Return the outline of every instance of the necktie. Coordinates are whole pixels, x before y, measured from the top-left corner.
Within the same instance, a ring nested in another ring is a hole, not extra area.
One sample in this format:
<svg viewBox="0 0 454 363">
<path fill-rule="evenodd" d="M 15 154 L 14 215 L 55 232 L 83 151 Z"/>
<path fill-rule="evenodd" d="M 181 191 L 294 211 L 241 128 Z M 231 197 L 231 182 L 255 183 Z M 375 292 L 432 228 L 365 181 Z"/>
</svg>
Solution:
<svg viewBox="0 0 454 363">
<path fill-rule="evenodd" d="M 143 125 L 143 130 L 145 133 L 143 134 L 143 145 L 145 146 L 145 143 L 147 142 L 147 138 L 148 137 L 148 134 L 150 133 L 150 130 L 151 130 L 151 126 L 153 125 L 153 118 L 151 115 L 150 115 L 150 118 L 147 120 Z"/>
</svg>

- **Task brief**: Copy out all of the material above word for word, without changing anything.

- **The answer**:
Return the outline of every instance of the necktie. Coordinates are whole pixels, x before y, measured from the top-left corner.
Within the same instance, a ring nested in another ring is a hole, not extra area.
One sample in this format:
<svg viewBox="0 0 454 363">
<path fill-rule="evenodd" d="M 15 154 L 14 215 L 55 232 L 83 151 Z"/>
<path fill-rule="evenodd" d="M 181 191 L 294 211 L 241 128 Z M 231 197 L 231 182 L 255 183 Z M 375 292 L 432 228 L 365 181 Z"/>
</svg>
Solution:
<svg viewBox="0 0 454 363">
<path fill-rule="evenodd" d="M 143 125 L 143 130 L 145 133 L 143 134 L 143 145 L 145 146 L 145 143 L 147 142 L 147 138 L 148 137 L 148 134 L 150 133 L 150 130 L 151 130 L 151 126 L 153 125 L 153 118 L 151 115 L 150 115 L 150 118 L 147 120 Z"/>
</svg>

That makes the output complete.